# 抜粋本文
========================================

特に読書への影響が大きい理由について、榊氏は「テレビや音楽と違って、読書は目で文字を追い、内容を理解し、想像するなど、能動的で深い集中を必要とします。だからこそ、通知による中断は思考の流れを断ち切り、本の世界へ没入することを難しくします」と指摘する。

通知のない専用端末であるKindleは、まさにこの問題に対する一つの解答といえる。宮澤氏も「Kindleを選んだ理由として『読書に集中できる』という声を多くいただいている」と話す。

新たな読書体験の始まり

電子書籍リーダー市場に本命が参入したことで、カラー電子ペーパーの普及が加速することは間違いない。これまでスマートフォンやタブレットの液晶画面で読まれてきたカラーマンガが、ついに目に優しい電子ペーパーでも楽しめるようになった。

========================================

# 提供データ
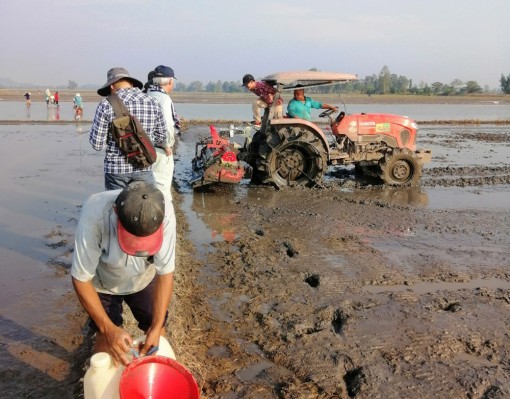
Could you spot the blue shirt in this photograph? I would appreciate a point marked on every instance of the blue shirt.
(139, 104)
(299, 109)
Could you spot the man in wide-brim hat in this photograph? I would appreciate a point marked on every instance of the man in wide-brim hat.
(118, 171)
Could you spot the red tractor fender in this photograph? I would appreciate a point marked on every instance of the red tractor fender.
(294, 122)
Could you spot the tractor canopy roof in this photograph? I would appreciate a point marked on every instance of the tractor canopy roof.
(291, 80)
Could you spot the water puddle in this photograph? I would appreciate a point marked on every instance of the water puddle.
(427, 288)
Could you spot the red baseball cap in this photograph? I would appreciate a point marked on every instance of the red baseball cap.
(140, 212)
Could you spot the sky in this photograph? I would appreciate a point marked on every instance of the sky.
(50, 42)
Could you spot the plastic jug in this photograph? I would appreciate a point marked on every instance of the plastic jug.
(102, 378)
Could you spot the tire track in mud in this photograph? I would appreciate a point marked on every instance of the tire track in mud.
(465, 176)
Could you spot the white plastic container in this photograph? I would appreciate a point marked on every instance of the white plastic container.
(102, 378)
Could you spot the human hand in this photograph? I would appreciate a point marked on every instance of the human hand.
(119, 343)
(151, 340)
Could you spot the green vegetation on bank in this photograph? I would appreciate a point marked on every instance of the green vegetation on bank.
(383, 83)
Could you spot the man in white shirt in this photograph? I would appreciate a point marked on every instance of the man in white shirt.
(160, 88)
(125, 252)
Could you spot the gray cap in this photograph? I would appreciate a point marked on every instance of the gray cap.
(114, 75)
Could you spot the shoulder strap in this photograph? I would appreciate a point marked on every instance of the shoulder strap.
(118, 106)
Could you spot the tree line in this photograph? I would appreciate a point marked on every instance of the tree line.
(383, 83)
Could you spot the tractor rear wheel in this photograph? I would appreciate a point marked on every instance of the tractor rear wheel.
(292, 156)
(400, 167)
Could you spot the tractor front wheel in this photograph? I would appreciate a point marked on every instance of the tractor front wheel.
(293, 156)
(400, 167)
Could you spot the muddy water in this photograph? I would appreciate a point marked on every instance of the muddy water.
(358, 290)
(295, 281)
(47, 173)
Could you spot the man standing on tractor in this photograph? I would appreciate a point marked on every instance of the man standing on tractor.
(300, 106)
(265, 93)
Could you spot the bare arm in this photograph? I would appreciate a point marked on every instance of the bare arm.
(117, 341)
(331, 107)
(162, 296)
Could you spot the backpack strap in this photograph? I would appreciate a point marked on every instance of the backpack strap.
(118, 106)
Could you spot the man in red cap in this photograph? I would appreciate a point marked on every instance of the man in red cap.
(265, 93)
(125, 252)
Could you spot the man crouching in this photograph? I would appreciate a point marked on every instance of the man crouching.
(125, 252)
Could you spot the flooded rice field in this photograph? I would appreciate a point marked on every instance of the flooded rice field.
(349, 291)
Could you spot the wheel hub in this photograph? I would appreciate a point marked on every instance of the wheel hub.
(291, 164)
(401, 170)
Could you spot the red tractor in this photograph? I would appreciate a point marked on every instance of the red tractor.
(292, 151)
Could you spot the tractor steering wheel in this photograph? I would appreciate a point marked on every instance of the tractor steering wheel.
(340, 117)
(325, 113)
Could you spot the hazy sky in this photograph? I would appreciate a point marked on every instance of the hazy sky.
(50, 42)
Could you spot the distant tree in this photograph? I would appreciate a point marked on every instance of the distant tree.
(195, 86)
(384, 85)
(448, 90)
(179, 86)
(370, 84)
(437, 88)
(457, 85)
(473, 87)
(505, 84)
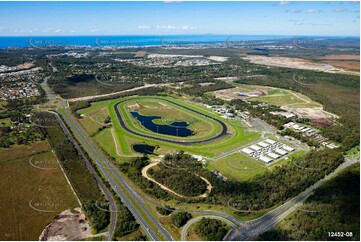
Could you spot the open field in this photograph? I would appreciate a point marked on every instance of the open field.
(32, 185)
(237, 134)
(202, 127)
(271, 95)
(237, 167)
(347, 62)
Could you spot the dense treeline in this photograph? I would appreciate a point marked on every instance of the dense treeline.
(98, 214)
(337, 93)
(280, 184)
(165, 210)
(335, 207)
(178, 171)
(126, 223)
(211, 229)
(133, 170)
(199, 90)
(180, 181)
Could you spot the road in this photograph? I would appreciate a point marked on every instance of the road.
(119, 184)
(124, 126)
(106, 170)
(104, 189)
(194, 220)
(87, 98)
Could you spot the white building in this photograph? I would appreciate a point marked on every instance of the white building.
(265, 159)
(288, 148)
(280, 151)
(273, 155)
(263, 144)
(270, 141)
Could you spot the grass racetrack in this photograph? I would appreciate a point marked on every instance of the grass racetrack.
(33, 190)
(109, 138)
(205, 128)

========================================

# 記述課題 1
抜粋本文において、榊氏は読書がどのような集中を必要とすると述べていますか。
# 記述課題 2
抜粋本文の「特に読書への影響が大きい理由」から「ーでも楽しめるようになった。」までの部分を、「宮澤氏」を「担当者」に改めて書き直してください。
# 記述課題 3
次の(a)～(c)の記述が抜粋本文の内容と一致するかどうかを、それぞれ「はい」か「いいえ」で答え、判断の根拠となる本文の語句をそのまま引用してください。
(a) 榊氏は、通知による中断が本の世界への没入を難しくすると述べている。
(b) Kindleは、通知機能を備えた端末として紹介されている。
(c) カラーマンガが電子ペーパーでも楽しめるようになったと述べられている。
上記のデータは本課題では使用しません。

# 記述解答 1
能動的で深い集中です。

# 記述解答 2
特に読書への影響が大きい理由について、榊氏は「テレビや音楽と違って、読書は目で文字を追い、内容を理解し、想像するなど、能動的で深い集中を必要とします。だからこそ、通知による中断は思考の流れを断ち切り、本の世界へ没入することを難しくします」と指摘する。

通知のない専用端末であるKindleは、まさにこの問題に対する一つの解答といえる。担当者も「Kindleを選んだ理由として『読書に集中できる』という声を多くいただいている」と話す。

新たな読書体験の始まり

電子書籍リーダー市場に本命が参入したことで、カラー電子ペーパーの普及が加速することは間違いない。これまでスマートフォンやタブレットの液晶画面で読まれてきたカラーマンガが、ついに目に優しい電子ペーパーでも楽しめるようになった。

# 記述解答 3
(a) はい。「通知による中断は思考の流れを断ち切り、本の世界へ没入することを難しくします」
(b) いいえ。「通知のない専用端末であるKindle」
(c) はい。「ついに目に優しい電子ペーパーでも楽しめるようになった」